> Source data:
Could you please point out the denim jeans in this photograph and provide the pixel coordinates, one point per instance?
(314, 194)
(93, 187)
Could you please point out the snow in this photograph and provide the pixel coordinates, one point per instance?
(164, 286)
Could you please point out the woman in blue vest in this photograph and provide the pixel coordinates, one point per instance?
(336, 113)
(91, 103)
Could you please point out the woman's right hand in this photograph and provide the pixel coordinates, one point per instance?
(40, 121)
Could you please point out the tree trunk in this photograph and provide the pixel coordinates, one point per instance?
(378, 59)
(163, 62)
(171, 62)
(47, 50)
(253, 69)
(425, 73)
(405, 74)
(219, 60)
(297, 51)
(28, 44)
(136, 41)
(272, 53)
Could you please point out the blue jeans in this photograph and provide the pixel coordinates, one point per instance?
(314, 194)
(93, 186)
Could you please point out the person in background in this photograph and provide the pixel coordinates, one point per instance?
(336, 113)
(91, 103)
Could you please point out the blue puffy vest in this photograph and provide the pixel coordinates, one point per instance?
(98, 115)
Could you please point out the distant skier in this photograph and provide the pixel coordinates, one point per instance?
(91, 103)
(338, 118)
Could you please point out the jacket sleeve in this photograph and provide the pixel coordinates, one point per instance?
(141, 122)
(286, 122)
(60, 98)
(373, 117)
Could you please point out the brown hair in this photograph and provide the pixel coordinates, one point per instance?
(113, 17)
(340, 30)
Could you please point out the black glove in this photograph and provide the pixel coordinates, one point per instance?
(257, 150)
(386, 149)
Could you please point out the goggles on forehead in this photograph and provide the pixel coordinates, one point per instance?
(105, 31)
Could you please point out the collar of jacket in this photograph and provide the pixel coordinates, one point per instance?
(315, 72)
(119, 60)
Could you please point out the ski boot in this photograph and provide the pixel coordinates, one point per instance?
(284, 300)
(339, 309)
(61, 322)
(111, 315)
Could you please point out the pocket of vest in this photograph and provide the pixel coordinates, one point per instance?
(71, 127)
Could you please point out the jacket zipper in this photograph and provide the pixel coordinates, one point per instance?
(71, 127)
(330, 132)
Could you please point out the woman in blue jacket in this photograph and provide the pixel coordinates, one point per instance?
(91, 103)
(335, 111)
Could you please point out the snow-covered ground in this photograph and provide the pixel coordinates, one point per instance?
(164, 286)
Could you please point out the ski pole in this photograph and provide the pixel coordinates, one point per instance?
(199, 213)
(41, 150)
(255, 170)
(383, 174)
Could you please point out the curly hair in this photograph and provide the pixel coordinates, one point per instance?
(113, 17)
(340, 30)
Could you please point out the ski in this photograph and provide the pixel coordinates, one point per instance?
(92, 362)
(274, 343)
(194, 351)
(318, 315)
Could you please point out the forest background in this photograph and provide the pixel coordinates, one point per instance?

--

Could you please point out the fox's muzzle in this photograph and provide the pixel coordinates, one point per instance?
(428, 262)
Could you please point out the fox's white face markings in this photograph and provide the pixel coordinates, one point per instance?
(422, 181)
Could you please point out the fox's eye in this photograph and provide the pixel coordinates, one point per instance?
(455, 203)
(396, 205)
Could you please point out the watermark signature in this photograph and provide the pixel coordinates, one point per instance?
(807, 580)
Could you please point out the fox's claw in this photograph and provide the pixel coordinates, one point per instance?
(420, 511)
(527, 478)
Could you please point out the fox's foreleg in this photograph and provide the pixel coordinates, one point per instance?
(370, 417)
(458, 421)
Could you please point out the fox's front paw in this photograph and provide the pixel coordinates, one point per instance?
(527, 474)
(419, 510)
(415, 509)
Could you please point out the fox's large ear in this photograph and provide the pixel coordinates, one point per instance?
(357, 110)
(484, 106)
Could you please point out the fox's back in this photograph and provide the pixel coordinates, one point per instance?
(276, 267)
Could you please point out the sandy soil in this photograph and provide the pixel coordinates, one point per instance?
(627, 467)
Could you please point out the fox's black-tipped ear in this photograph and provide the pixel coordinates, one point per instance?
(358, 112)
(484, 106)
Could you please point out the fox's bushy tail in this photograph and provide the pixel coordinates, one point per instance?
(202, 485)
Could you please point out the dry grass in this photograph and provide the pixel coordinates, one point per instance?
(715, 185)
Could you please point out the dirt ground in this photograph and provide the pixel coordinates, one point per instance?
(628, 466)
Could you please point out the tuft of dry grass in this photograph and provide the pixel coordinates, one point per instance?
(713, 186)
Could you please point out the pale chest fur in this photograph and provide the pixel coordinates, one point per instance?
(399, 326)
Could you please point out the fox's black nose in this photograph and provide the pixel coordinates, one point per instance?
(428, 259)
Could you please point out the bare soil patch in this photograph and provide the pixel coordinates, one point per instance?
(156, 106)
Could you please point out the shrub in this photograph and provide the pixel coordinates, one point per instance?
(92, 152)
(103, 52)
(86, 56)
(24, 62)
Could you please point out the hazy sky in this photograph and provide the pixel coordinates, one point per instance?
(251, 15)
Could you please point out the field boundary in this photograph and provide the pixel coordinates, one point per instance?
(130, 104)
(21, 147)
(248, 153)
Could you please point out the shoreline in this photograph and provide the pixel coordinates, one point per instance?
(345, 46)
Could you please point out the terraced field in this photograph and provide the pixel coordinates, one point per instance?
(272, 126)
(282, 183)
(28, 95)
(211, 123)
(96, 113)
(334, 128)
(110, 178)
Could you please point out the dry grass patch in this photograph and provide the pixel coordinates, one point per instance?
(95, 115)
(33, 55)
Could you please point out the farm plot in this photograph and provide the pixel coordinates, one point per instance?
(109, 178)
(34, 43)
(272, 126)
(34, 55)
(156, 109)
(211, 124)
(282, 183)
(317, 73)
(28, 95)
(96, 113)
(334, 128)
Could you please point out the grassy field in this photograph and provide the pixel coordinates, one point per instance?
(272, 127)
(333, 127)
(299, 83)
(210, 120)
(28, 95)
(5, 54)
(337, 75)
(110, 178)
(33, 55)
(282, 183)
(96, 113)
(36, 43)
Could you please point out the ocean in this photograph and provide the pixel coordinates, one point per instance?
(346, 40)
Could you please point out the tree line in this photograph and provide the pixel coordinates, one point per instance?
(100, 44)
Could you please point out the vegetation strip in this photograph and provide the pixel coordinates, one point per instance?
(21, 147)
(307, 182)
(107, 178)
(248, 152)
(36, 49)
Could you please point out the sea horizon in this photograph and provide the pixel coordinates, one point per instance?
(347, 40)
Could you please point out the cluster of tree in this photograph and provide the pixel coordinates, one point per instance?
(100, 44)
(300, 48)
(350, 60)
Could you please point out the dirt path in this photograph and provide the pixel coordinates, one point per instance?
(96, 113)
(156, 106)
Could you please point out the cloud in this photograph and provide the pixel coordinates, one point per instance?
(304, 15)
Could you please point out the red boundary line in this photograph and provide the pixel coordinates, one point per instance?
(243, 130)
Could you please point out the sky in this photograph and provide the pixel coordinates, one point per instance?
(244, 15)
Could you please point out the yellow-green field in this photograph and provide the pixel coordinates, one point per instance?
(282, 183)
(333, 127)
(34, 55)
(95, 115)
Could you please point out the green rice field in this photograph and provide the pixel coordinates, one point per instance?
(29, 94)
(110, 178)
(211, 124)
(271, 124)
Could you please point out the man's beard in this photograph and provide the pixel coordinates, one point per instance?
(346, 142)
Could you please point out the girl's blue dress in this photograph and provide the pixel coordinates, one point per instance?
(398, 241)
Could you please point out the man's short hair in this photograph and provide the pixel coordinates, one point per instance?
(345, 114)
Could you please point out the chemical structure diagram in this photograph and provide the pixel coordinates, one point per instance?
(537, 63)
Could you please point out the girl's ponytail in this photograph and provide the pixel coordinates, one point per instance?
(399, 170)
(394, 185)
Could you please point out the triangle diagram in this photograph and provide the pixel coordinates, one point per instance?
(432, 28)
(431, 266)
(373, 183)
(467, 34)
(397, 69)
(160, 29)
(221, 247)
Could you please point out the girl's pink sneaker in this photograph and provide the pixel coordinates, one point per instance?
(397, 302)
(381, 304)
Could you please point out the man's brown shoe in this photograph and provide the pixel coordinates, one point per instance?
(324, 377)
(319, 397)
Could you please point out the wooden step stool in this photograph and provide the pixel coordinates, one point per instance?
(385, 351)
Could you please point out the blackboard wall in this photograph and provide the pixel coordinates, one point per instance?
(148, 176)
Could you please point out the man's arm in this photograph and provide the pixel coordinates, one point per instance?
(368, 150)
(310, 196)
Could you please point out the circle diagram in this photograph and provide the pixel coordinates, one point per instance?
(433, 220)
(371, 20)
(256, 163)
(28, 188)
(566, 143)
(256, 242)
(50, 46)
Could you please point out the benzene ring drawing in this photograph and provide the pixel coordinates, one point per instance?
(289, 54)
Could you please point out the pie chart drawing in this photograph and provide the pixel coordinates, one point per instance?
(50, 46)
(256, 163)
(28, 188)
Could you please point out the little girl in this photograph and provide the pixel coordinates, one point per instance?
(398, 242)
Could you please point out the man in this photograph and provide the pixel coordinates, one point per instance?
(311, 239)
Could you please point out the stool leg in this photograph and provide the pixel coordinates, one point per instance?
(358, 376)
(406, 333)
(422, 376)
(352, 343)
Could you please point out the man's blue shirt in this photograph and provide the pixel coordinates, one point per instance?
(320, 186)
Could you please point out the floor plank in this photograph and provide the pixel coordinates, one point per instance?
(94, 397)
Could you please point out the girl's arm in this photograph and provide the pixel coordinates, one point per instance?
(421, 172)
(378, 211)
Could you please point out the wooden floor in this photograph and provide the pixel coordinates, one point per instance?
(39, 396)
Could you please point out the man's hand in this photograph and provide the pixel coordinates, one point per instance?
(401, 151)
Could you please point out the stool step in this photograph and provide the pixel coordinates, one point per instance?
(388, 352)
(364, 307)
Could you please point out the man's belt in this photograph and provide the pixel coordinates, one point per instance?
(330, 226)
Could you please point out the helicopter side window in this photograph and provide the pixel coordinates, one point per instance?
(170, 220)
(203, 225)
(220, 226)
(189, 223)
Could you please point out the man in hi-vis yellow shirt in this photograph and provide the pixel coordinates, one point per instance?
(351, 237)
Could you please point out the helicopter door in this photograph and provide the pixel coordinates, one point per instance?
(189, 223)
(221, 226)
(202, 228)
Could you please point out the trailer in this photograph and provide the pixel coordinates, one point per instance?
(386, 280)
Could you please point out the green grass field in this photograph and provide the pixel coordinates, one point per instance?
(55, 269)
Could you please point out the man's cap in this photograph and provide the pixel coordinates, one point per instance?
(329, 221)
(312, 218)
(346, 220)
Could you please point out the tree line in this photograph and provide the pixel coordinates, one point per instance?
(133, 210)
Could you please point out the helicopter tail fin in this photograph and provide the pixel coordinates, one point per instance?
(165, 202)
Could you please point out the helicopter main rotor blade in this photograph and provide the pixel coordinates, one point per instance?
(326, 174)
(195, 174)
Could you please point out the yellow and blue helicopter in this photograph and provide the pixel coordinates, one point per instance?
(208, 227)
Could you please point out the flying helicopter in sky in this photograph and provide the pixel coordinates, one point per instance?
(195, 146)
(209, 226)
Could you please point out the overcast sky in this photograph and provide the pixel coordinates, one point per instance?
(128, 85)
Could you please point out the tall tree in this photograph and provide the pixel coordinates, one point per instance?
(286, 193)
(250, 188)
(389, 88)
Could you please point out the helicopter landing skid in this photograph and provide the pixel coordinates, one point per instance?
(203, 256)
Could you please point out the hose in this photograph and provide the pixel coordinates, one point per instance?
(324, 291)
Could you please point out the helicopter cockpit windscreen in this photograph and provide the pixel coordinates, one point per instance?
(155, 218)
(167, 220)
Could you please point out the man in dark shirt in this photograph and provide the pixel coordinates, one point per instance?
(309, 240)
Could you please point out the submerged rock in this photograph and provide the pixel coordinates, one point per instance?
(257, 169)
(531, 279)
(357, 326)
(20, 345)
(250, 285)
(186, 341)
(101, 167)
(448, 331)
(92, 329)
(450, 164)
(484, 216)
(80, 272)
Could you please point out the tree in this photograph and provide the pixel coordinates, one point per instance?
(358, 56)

> Your instructions: Count the lines in the records above that contain the string "wooden". Give only the number.

> Result of this exercise: 2